- **Text passage**
::::

Thursday, August 25, 2011

“We can’t find the heartbeat.”

It was November 2005, and it was the 2nd time we’d heard this news.  The 1st time was 6 years earlier while we were still living in Fort Worth for seminary.  Now, we were facing the possibility of another miscarriage.  The 1st miscarriage was on my birthday.  And, now, we were just a couple weeks from my son’s birthday.  December 17 2005, Gabriel’s 8th birthday… our 2nd miscarriage… a most bittersweet day. 

Once again, we faced not only our own grief, but also the intimidating task of explaining to our children that the baby in Mom’s belly was gone.  It’s difficult enough to mourn the loss of someone you’ve never known, never seen, have no memories of, don’t know what they look like or who they are, and yet you love them so deeply.  But, now I’ve got the additional responsibility of helping my children to process this, as well.

::::

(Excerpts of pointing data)

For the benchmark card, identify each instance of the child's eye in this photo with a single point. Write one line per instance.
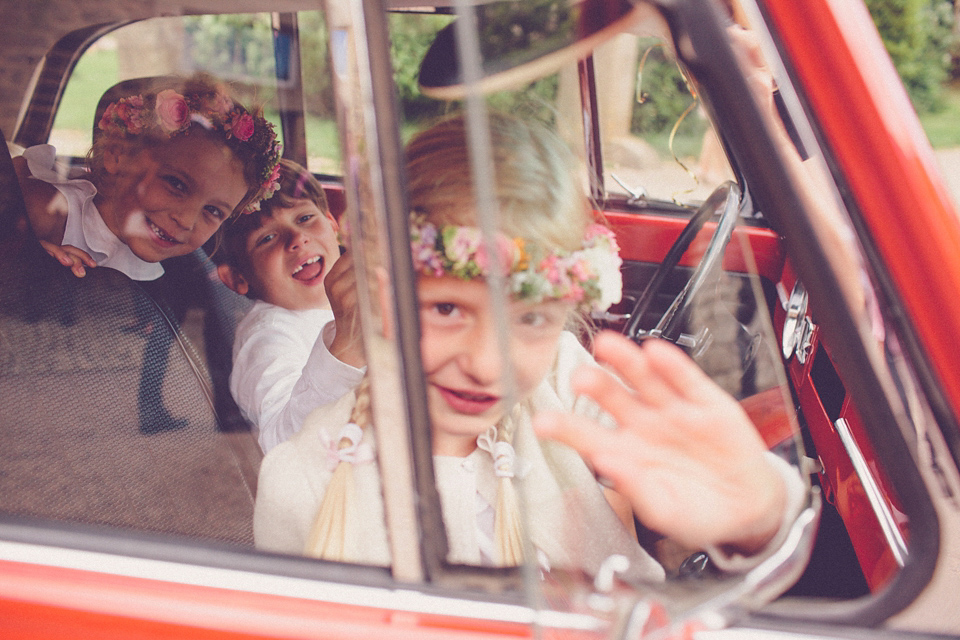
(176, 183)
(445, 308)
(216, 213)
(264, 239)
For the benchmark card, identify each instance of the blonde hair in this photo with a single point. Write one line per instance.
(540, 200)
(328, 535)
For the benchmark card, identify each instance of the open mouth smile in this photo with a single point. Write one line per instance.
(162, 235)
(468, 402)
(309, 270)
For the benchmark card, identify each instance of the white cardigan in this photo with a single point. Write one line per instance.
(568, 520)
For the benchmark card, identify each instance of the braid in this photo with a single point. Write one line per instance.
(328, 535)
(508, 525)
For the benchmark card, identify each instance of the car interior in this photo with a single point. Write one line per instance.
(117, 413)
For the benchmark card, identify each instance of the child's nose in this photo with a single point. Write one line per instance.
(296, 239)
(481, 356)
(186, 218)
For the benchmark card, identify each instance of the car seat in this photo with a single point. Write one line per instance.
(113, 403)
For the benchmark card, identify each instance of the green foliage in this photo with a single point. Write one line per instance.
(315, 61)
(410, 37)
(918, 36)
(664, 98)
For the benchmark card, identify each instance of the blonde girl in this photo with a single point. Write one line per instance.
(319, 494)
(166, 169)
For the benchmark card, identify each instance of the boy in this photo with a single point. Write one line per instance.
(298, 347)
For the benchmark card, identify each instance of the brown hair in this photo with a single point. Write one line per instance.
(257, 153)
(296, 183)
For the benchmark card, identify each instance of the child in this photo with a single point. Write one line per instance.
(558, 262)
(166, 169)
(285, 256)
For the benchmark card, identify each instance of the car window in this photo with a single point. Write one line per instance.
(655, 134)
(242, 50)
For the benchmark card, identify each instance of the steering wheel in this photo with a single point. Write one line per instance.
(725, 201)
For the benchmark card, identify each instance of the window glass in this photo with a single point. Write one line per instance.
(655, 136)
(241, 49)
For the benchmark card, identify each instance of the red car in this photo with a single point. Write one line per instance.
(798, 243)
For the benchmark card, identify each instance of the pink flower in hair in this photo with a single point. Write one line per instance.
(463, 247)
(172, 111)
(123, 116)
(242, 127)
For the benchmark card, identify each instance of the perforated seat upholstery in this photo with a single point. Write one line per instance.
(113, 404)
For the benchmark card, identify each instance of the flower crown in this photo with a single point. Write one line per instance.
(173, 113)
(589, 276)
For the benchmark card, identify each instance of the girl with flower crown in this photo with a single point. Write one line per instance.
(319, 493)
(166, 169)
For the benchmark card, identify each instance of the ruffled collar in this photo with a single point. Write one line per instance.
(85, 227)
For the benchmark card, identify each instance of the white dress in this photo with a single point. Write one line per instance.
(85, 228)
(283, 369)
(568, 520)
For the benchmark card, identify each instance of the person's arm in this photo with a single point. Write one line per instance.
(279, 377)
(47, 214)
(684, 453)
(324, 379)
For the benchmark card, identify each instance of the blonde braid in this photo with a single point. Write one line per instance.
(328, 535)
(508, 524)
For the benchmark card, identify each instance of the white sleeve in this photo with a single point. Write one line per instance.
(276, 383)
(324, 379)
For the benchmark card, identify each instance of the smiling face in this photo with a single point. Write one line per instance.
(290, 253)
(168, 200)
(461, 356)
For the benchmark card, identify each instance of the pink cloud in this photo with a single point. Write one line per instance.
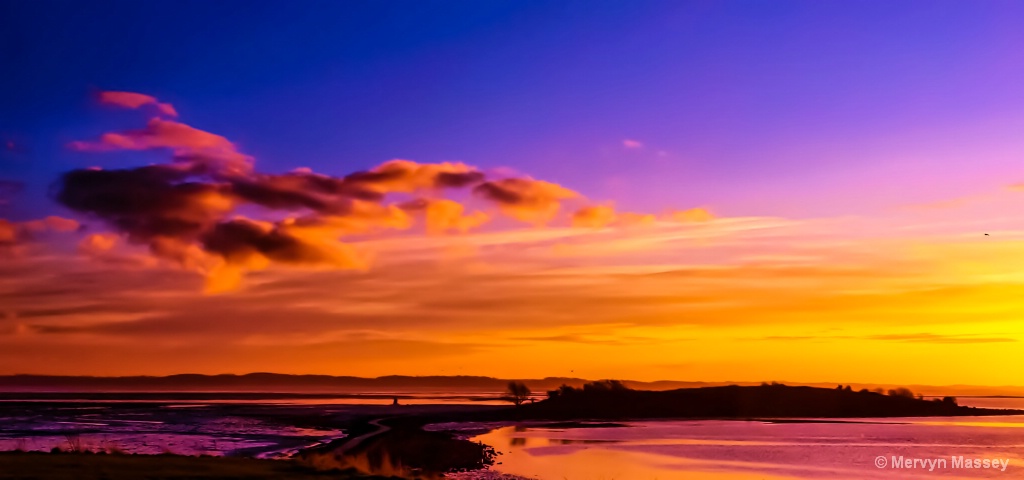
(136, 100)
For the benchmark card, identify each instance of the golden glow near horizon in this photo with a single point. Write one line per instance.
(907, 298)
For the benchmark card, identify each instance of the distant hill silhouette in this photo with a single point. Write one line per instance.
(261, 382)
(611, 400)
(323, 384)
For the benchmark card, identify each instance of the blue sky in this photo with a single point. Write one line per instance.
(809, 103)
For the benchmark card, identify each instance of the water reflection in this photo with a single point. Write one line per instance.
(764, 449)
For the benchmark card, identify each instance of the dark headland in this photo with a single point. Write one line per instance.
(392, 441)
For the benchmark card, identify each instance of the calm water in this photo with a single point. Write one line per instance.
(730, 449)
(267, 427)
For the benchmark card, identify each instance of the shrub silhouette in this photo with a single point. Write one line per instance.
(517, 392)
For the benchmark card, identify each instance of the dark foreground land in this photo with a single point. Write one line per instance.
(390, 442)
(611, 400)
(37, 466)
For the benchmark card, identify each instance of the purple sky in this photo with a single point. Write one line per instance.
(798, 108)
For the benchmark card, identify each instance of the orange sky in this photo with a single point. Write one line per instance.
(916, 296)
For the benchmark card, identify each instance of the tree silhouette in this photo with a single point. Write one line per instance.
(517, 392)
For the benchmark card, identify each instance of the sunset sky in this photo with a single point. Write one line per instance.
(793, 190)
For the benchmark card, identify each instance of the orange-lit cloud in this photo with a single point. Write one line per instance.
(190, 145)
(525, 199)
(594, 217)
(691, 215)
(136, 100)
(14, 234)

::::

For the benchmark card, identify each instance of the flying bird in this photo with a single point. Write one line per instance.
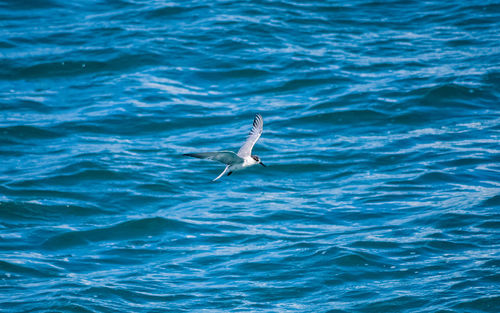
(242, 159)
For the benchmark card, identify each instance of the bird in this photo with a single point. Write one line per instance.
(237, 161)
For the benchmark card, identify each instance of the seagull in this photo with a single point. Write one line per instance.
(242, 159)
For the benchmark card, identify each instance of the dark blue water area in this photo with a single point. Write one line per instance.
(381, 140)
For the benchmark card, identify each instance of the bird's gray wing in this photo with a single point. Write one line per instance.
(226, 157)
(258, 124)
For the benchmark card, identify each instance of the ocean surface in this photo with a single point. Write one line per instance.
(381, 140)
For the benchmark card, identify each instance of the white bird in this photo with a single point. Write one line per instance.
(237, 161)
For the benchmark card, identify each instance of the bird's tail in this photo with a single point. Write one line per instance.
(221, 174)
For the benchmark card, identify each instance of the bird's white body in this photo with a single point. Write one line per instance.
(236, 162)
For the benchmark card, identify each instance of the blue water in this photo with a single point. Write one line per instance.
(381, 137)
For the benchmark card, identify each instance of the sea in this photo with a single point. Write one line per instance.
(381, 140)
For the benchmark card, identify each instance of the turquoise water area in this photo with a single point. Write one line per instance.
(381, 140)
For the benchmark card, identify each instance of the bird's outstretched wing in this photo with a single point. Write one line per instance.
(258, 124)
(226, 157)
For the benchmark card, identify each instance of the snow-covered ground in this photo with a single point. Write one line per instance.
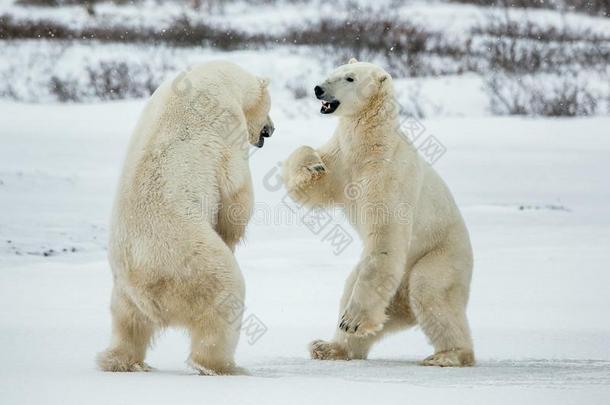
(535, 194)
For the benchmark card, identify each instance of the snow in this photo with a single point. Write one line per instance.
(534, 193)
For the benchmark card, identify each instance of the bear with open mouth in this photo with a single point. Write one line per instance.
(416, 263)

::::

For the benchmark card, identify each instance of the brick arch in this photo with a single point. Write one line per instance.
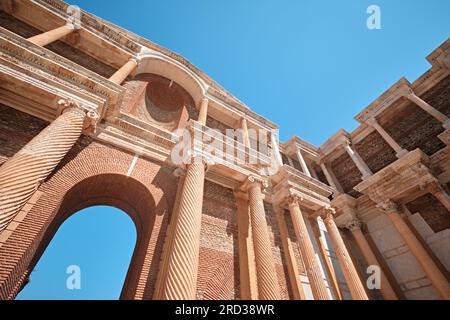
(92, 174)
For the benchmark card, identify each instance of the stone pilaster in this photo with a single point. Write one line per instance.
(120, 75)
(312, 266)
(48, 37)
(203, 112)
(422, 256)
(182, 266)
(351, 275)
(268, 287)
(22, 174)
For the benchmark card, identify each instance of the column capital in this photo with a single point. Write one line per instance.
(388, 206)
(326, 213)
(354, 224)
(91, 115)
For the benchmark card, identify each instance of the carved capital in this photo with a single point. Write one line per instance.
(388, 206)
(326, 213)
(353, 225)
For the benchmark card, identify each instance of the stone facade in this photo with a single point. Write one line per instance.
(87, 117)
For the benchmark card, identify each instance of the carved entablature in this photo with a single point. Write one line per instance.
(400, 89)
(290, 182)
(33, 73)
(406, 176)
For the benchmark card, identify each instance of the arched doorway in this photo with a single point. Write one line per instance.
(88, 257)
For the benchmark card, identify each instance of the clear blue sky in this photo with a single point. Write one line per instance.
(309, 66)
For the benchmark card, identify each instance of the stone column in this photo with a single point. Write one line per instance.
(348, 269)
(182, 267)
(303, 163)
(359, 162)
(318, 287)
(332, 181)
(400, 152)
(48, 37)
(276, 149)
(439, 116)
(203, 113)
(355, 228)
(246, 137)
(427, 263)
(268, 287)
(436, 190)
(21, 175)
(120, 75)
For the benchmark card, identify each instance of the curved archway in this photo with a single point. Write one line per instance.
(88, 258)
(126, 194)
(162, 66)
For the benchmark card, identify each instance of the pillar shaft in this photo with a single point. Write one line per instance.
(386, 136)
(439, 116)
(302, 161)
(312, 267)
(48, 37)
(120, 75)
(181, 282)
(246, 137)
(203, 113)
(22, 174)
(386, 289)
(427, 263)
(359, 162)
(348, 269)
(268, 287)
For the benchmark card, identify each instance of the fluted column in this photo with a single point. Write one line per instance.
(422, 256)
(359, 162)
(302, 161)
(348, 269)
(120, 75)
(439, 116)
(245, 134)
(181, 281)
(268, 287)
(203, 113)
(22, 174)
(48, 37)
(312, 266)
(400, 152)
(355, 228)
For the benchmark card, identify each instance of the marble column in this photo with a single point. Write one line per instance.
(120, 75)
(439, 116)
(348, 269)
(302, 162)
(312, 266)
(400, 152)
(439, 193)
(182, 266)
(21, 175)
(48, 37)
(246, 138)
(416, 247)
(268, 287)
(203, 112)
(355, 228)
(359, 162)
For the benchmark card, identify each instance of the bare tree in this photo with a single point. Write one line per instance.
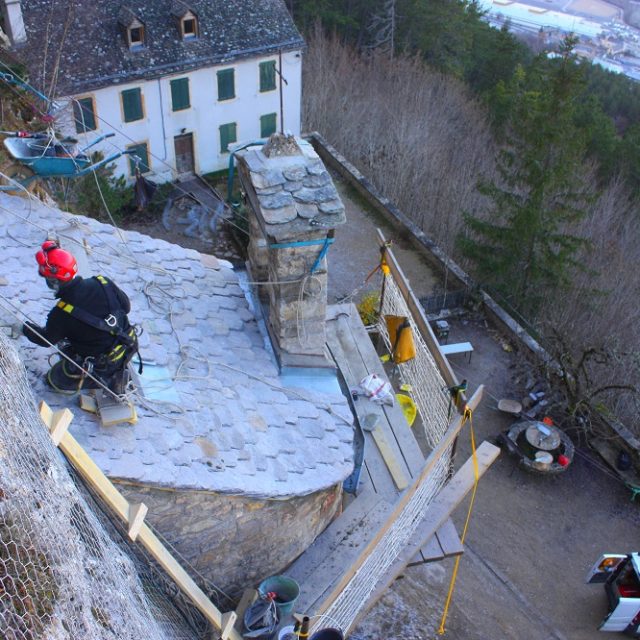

::::

- **Goals**
- a) Answer from the blog post:
(i) Where were the writer and family living at the time of the first miscarriage?
(ii) On what date did the second miscarriage occur, and whose birthday was it?
(iii) Besides their own grief, what task did the writer and family face once again?
- b) Repeat the blog post starting at "It was November" and ending at "most bittersweet day.".

- **Worked solutions**
- a)
(i) Fort Worth, for seminary
(ii) December 17, 2005, which was Gabriel's 8th birthday
(iii) Explaining to their children that the baby in Mom's belly was gone

- b)
It was November 2005, and it was the 2nd time we’d heard this news.  The 1st time was 6 years earlier while we were still living in Fort Worth for seminary.  Now, we were facing the possibility of another miscarriage.  The 1st miscarriage was on my birthday.  And, now, we were just a couple weeks from my son’s birthday.  December 17 2005, Gabriel’s 8th birthday… our 2nd miscarriage… a most bittersweet day.